Kennelijk louter uit geldelijk gewin heeft verdachte zich door het criminele samenwerkingsverband dat het transport heeft georganiseerd laten inschakelen om een grote hoeveelheid cocaïne op zee op te vissen en naar het vasteland te brengen. Het Landelijk Overleg Vakinhoud Strafrecht heeft als oriëntatiepunt een gevangenisstraf van 6 jaren vastgesteld in geval van invoer van meer dan 20 kilogram in georganiseerd verband. Enerzijds rechtvaardigt de hoeveelheid van 261 kilogram een hogere gevangenisstraf dan hiervoor genoemd. Anderzijds bevat het dossier te weinig aanknopingspunten voor het oordeel dat [verdachte] zelf onderdeel is van een crimineel samenwerkingsverband. Anders dan de officier van justitie beschouwt de rechtbank de rol van verdachte als meer omvattend dan louter ondersteunend. Gelet op de verklaring van [medeverdachte 2] over het inschakelen van [verdachte] en zijn eigen verklaring is het hoogst waarschijnlijk dat verdachte direct in contact heeft gestaan met de organisatoren van het betreffende cocaïnetransport. Gelet op het voorgaande kan niet worden volstaan met de oplegging van de door de officier van justitie gevorderde straf en zal [verdachte] worden veroordeeld tot een gevangenisstraf voor de duur van 5 jaren.

OPDRACHT.
Noteer alsjeblieft alle hoeveelheden in kilogram of jaren die de geciteerde tekst in cijfers vermeldt. De onderstaande lijst speelt hierbij geen rol.

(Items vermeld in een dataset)

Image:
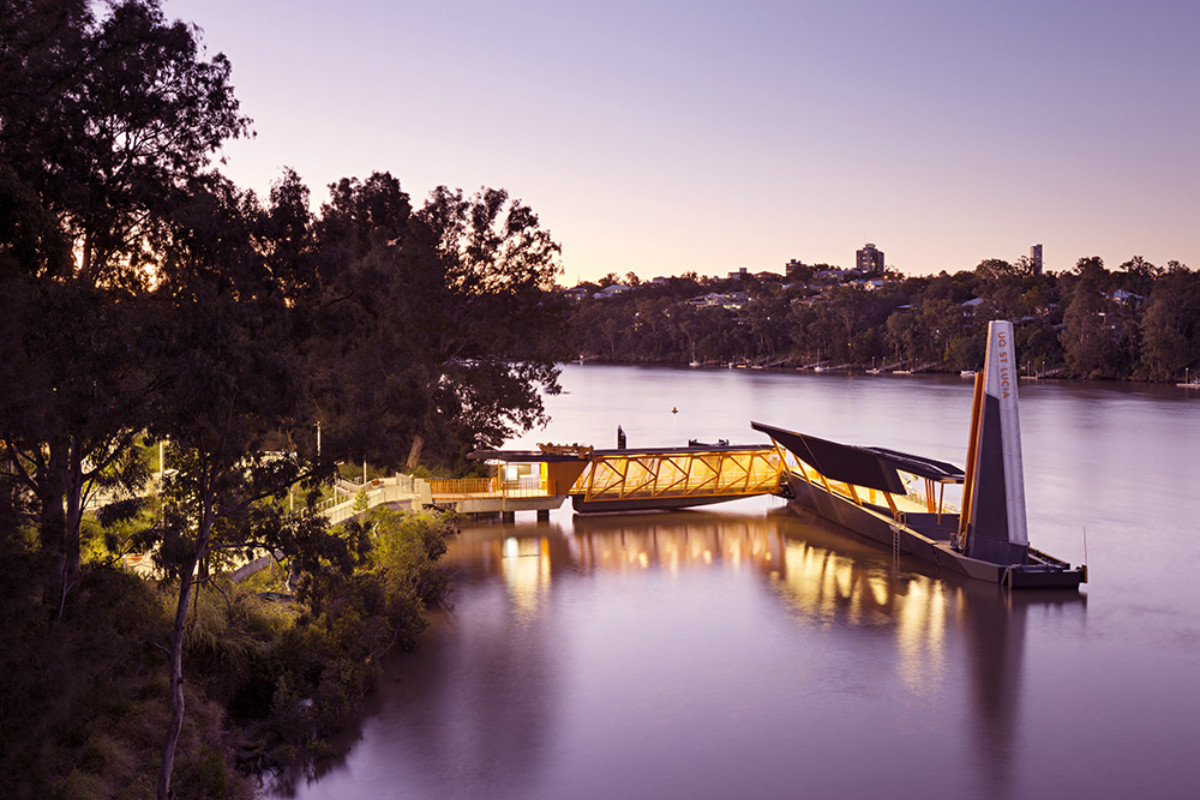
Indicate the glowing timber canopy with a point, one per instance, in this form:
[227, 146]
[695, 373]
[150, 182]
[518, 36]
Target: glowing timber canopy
[661, 477]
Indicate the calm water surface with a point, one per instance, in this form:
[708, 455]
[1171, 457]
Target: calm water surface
[747, 653]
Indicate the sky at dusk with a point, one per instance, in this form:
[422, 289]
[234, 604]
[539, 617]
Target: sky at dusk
[665, 137]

DEFINITIEF ANTWOORD.
- 6 jaren
- 20 kilogram
- 261 kilogram
- 5 jaren